***** Entries shown *****

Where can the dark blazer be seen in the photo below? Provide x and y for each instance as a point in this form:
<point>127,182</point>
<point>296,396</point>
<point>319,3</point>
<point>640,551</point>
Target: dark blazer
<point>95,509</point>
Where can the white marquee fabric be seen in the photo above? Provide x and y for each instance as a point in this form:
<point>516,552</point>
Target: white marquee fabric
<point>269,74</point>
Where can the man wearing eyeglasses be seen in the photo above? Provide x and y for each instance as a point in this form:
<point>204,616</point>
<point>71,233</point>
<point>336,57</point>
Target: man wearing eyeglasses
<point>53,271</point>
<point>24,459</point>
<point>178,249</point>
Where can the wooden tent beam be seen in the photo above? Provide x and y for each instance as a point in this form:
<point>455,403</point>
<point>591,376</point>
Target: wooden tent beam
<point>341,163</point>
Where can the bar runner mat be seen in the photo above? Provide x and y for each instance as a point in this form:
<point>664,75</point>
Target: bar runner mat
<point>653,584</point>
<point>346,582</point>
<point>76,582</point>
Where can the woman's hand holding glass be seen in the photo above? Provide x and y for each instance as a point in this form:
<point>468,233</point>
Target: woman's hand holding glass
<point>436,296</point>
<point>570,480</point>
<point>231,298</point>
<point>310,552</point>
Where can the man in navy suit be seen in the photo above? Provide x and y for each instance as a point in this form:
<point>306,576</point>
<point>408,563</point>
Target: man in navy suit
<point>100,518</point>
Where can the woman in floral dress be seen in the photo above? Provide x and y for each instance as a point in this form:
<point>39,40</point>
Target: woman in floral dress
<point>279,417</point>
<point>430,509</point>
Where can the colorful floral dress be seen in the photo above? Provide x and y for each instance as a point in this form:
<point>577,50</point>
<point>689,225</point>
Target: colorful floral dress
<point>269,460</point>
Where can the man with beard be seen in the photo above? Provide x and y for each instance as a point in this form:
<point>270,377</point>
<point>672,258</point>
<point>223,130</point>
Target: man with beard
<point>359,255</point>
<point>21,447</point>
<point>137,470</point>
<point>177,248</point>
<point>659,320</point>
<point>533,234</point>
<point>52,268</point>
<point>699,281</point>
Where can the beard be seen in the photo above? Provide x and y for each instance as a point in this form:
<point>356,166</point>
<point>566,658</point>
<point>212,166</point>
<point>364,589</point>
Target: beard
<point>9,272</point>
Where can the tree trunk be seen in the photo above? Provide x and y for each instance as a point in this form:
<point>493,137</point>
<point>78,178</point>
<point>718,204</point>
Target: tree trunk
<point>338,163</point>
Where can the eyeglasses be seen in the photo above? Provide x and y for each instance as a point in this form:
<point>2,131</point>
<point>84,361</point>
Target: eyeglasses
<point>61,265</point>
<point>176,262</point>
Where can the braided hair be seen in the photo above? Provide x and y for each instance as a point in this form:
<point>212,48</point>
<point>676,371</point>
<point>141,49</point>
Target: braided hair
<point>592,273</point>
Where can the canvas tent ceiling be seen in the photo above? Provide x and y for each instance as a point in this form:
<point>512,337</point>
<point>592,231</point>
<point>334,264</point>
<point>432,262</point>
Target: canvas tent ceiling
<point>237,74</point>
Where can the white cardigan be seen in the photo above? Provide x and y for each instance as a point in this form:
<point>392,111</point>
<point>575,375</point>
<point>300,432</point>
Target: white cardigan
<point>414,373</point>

*****

#### What you should do:
Reproduce exactly the stretch of the material above that starts at the line with "Where can the colorful" and ends at the line with "<point>356,166</point>", both included, and nothing else.

#### Problem solution:
Where can the colorful floral dress be seen in the photo above? Provide x and y for each instance as a point in this form:
<point>577,50</point>
<point>689,225</point>
Target: colorful floral dress
<point>269,460</point>
Where can the man with beard be seen in the photo above? Provide x and y for each instance as a point in this form:
<point>270,377</point>
<point>672,258</point>
<point>223,130</point>
Target: man with beard
<point>359,255</point>
<point>21,447</point>
<point>137,470</point>
<point>177,248</point>
<point>659,320</point>
<point>533,234</point>
<point>52,268</point>
<point>699,281</point>
Where can the beard be seen in the photo above? Provide x and y for each instance as a point in this form:
<point>356,166</point>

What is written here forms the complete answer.